→ Excerpt:
_ _ _

Subordinated Creditors
- In each of the Plans, there is a class comprising subordinated creditors. The Parent Subordinated Creditors and the Company Subordinated Creditors (together, the Plan Subordinated Creditors) are defined as: (see PSL, Appendix 4, [1.1] and [1.2])
'... any Claims of a guarantor, co-guarantor, co-defendant, or indemnified party against the [Parent/Company] which in the Relevant Alternative would be legally subordinated in priority of payment to the corresponding [Parent/Company] Unsecured Claims, and include without limitation... [a series of claims are identified]'
- In other words, the Plan Subordinated Creditors are those creditors who hold contingent claims against the Plan Companies which arise because the creditor either:
(1) is a guarantor, or a co-guarantor of a Plan Unsecured Claim; or
(2) shares a joint liability with the Parent and/or the Company in respect of a Plan Unsecured Claim.
- In the administration of the Plan Companies, each of the Plan Subordinated Creditors would hold a contingent, unsecured claim against the respective Plan Company. Accordingly, each of the Plan Subordinated Creditors has the same principal right against the respective Plan Company in the Relevant Alternative.
- However, none of the Plan Subordinated Creditors would receive any distribution until the corresponding Plan Unsecured Claim had been paid in full. This is because the rule against double proof prevents a creditor who is a surety, or who has a contribution claim, from receiving a distribution until the creditor with the corresponding principal claim has been paid in full (whether outside or inside the insolvency): Lehman Brothers Holdings Scottish LP 3 v Lehman Brothers Holdings Plc [2021] EWCA Civ 1523; [2022] Bus LR 10 at [135]-[139] per Lewison LJ.
- Accordingly, the Plan Subordinated Creditors have been placed in a different category to the Plan Unsecured Creditors, because whilst all have unsecured claims against the Plan Companies, each of the Plan Subordinated Creditors is legally subordinated to the corresponding Plan Unsecured Creditor.
- The Parent Subordinated Creditors and the Company Subordinated Creditors are defined and identified in Appendix 4 of the PSL. Appendix 4 also identifies a series of known claims that are Parent Subordinated Claims or Company Subordinated Claims (as the case may be). However, as the heading to paragraphs 1.1 and 1.2 of Appendix 4 makes clear, the classes extend to all subordinated creditors who fall within the definitions in Appendix 4 (and not just those who are known and listed therein).

_ _ _

→ Entries:
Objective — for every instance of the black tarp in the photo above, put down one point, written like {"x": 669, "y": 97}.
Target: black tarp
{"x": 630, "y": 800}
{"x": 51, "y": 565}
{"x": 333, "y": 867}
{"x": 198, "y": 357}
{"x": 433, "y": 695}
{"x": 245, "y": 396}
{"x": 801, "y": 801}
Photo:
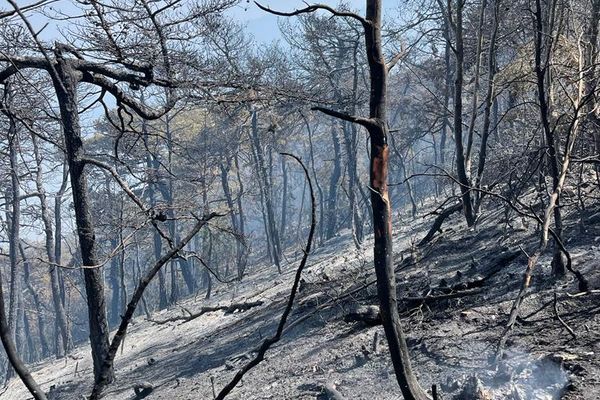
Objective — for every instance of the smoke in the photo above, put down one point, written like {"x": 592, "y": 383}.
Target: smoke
{"x": 518, "y": 376}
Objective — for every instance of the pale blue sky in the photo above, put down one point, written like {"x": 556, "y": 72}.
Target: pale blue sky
{"x": 262, "y": 25}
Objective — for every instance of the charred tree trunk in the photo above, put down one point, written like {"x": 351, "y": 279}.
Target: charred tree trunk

_ _ _

→ Prompt 1: Return the passage on subordinated creditors word for word, beginning at "- In the administration" and stopping after "the Relevant Alternative.".
→ Prompt 2: Resume the passage on subordinated creditors after its last sentence.
The lines after the passage on subordinated creditors are separate material.

→ Written answer 1:
- In the administration of the Plan Companies, each of the Plan Subordinated Creditors would hold a contingent, unsecured claim against the respective Plan Company. Accordingly, each of the Plan Subordinated Creditors has the same principal right against the respective Plan Company in the Relevant Alternative.

→ Written answer 2:
Arrangements which are outside the Plans
- There are a number of creditors who are excluded from the Plans, such that their claims will not be compromised by the Plans, and will be paid in full in the event that the Plans become effective.
- These are listed in Appendix 5 of the PSL, which is headed 'Critical Trade Creditors', together with a brief description of the reason for the exclusion of each.
- By way of example, the creditors identified in this case include:
(1) legal and financial advisers to the company, including those who have been engaged on the present restructuring;
(2) suppliers of services; and
(3) subcontractors.
- HMRC is also in this class, in respect of amounts as they fall due. Although HMRC is not in the same position as a supplier of critical goods and services, it has been acknowledged that HMRC has a special position as a creditor: see Re Nasmyth Group Ltd [2023[ EWHC 988 (Ch) at [115].
- It is well-established that a scheme or plan may exclude creditors whose support is necessary for the continuation of the business: see, e.g., Re Virgin Atlantic Airways Ltd [2020] EWHC 2376 (Ch) [58]-[62] per Snowden J; Re Smile Telecoms Holdings Limited [2022] EWHC 740 (Ch) at [19] per Snowden LJ. This is a justified departure from the principle of pari passu distribution of the benefits of the restructuring: Re AGPS Bondco Plc [2024] EWCA Civ 24; [2024] BCC 302 at [166] and [170] per Snowden LJ.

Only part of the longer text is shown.